Page excerpt:
The “temporary” removal of Natwar Singh as India’s external affairs minister underscores that a furious struggle is now under way within the Indian elite over the extent and nature of India’s ties to the US. And that the faction in the ascendance wants to clutch with both hands the Bush administration’s offer to assist India in becoming a world power.

To the surprise of India’s entire political establishment, Natwar Singh and the Congress party, the dominant party in India’s United Progressive Alliance coalition government, were named in an annexure to the final report of the committee investigating purported financial improprieties surrounding the United Nations Security Council-administered Iraqi oil-for-food programme.

Headed by former US Federal Reserve Board Chairman Paul Volcker, the investigation into the oil-for-food programme has its origins in the attempt of the US Republican right to attack and bully the UN bureaucracy, including UN Secretary-General Koffi Anan, for not being sufficiently pliant in supporting the US invasion and conquest of Iraq.

The oil-for-food “scandal” has also been used to target various political figures around the world who opposed the sanctions that were imposed on Iraq for over a decade at Washington’s behest and at the cost of hundreds of thousands of Iraqi lives, or who otherwise are viewed by the US elite as inimical to their interests.

Dataset:
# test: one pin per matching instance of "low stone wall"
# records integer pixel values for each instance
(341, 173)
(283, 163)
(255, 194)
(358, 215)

Problem 1: Reproduce the passage of the Natwar Singh article from "Headed by former" up to and including "conquest of Iraq.".
Problem 2: List every individual the Natwar Singh article identifies by full name.

Full answer 1:
Headed by former US Federal Reserve Board Chairman Paul Volcker, the investigation into the oil-for-food programme has its origins in the attempt of the US Republican right to attack and bully the UN bureaucracy, including UN Secretary-General Koffi Anan, for not being sufficiently pliant in supporting the US invasion and conquest of Iraq.

Full answer 2:
- Natwar Singh
- Paul Volcker
- Koffi Anan